TEXT FOR ANALYSIS
= = = =

A young British soldier who was killed as he stormed a German-held hill in southern Italy during the Second World War has finally been laid to rest, almost 75 years after his death.

Lance Corporal Ronald George Blackham, of the 3rd Battalion Coldstream Guards, was killed during a fierce battle on September 25, 1943, as he fought to take Hill 270 near Salerno.

Just 22 when he died, his remains were found in February 2014 in a shallow grave near the village of Capezzano by Associazione Salerno 1943, a group of voluntary military historians.

Ammunition from an Enfield rifle and the Coldstream Guards cap badge indicated the remains were of a British soldier, and, after the Ministry of Defence tracked down his brother Douglas, a DNA test confirmed his identity.

On Thursday, 73 years on from his death, 19 members of his family - including his younger sister Alma Williams, 80, and two-year-old great-grand-nephew Conan - attended his burial at the Salerno War Cemetery, which was arranged by the MoD.

For Mrs Williams, from Weaverham in Cheshire - L/Cpl Blackham's only living sibling well enough to attend the service - the long-awaited funeral brought a euphoria, along with mixed feelings

She said: "I don't know how to put it in words because I know it's finalising it. All these years it's been part of my life and now it's being laid to rest, thank God.

"He gave his life, he gave his ultimate for it - you can't give more than he gave."

The service was led by the Coldstream Guards' padre Reverend Jacob Caldwell, who said it would "retell Lance Corporal Blackham's story for the final time, to give to him the honour and ascribe to him that which he deserves, a full military funeral".

Two unknown soldiers, both members of the Coldstream Guards, were also laid to rest alongside L/Cpl Blackham, taking the number of Second World War burials at the cemetery to 1,849.

= = = =

REQUIRED ACTIONS
(a) According to the article about the soldier's burial, what showed that the remains found near Capezzano were those of a British soldier, and how was his identity then confirmed?
(b) Does each statement agree with the article about the soldier's burial? Answer yes or no for each, quoting the deciding words of the text.
(i) The remains were found in 2014 by a group of voluntary military historians.
(ii) The burial was arranged by the Coldstream Guards.
(iii) Blackham was the only soldier buried during the service.
(c) In the article about the soldier's burial, which hill was Blackham fighting to take when he was killed?
Answer using only the text itself.

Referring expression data
= = = =

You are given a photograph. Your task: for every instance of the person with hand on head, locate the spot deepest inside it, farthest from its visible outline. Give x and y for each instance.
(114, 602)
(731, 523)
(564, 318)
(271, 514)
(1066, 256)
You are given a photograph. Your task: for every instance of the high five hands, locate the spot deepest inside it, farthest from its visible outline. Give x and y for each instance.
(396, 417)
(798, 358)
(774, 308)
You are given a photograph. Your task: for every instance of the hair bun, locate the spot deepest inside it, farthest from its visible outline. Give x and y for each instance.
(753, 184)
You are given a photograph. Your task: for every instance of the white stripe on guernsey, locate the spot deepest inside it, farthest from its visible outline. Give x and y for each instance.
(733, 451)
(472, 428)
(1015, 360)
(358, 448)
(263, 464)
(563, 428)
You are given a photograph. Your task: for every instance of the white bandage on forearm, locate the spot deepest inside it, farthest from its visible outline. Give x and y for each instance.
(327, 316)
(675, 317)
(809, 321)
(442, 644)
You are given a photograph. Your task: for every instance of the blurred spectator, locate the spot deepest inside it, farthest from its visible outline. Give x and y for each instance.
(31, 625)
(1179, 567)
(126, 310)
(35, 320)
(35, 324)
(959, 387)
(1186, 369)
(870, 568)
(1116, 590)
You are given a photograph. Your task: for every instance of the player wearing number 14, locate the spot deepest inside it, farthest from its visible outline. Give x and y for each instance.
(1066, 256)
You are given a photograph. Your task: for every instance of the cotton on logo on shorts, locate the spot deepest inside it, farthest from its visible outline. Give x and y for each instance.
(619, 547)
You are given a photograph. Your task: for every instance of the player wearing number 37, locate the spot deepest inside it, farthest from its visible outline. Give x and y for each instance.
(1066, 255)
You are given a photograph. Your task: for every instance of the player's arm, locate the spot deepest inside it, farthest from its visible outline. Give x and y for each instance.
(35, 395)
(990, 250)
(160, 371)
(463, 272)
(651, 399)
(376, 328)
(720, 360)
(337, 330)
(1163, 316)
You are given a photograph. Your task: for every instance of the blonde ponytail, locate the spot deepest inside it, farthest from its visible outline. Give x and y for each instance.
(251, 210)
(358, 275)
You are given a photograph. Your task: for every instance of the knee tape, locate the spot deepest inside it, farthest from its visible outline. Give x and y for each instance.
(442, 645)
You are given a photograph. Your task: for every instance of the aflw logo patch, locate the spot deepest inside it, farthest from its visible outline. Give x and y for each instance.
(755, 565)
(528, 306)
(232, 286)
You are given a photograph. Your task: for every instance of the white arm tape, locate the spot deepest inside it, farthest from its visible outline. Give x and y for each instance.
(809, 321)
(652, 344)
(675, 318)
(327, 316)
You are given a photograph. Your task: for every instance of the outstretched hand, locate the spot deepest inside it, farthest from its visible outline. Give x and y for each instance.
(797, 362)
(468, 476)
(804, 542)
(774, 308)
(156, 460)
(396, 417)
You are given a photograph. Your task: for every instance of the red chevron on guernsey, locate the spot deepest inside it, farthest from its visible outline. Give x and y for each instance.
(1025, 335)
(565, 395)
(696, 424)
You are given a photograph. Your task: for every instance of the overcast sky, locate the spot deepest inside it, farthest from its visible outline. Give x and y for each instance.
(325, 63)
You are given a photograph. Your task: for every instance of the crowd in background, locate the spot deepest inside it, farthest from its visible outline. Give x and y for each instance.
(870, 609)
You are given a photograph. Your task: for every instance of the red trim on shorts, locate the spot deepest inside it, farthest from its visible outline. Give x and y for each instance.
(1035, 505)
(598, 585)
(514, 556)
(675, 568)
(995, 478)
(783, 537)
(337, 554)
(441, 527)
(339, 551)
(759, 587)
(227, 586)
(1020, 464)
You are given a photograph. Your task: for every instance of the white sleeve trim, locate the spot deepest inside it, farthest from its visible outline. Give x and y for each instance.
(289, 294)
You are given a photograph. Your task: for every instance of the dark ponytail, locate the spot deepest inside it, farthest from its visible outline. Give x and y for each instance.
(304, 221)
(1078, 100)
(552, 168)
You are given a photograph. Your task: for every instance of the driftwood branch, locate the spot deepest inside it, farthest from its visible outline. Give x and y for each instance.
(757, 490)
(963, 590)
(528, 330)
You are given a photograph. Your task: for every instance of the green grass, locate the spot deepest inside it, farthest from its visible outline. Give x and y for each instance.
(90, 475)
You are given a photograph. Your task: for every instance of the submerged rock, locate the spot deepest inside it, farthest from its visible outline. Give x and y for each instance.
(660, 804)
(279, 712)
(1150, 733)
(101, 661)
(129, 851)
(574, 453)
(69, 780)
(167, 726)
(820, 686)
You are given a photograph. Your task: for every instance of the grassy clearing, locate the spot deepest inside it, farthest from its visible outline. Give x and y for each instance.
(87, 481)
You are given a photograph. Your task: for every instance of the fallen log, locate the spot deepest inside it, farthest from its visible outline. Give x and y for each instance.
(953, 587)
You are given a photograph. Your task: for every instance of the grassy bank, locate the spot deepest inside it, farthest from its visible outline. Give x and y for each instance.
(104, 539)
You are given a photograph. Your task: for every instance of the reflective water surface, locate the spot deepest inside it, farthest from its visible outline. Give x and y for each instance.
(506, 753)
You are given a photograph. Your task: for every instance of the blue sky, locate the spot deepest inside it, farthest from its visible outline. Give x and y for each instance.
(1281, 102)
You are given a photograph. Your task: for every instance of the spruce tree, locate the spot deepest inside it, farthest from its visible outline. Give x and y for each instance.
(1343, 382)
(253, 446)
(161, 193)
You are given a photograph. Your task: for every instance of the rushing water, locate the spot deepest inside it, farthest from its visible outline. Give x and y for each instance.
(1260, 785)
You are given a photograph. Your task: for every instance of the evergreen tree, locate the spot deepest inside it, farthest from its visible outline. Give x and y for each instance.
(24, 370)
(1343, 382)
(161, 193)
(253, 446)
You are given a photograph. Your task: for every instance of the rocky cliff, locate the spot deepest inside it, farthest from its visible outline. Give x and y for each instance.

= = = =

SOLUTIONS FOR EACH TASK
(a) Ammunition from an Enfield rifle and a Coldstream Guards cap badge indicated that the remains belonged to a British soldier. His identity was confirmed by a DNA test after the Ministry of Defence tracked down his brother Douglas.

(b)
(i) Yes: "his remains were found in February 2014 in a shallow grave near the village of Capezzano by Associazione Salerno 1943, a group of voluntary military historians."
(ii) No: "which was arranged by the MoD."
(iii) No: "Two unknown soldiers, both members of the Coldstream Guards, were also laid to rest alongside L/Cpl Blackham."

(c) Hill 270, near Salerno.